### THE RECORDS
▼

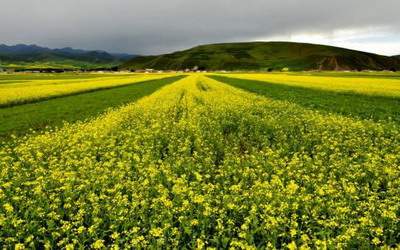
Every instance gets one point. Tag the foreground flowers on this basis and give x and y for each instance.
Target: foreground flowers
(200, 164)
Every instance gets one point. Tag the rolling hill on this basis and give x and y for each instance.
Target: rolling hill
(33, 56)
(266, 56)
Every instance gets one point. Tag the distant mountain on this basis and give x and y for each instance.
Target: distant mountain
(33, 56)
(266, 56)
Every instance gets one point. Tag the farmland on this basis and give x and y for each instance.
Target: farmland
(207, 160)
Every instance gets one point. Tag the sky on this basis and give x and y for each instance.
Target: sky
(160, 26)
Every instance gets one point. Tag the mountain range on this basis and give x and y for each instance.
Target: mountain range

▲

Restate the full listing verbatim and drop every picture.

### ANSWER BOX
Every instance gets one point. Tag the foreground flowers on this basis and give x and y for each instance.
Target: foreground flowers
(200, 164)
Every instance gets one point. Tag the rolling hill on this basis and give x and y for each instance.
Target: rolling hill
(33, 56)
(266, 56)
Every instance gets one point. Tag the distant mountain on this basis and give x and y for each instance.
Target: distant mountain
(33, 56)
(266, 56)
Every instance gets one point. Tag the farmland on this basis and give x and y for each instance.
Target: farmland
(207, 160)
Every instance gets one point. Tag the sky on this basis and give x and y for each instance.
Target: sky
(160, 26)
Every instance gets one point. Tag the mountain range on this basis and give x and y for each instance.
Target: mountain range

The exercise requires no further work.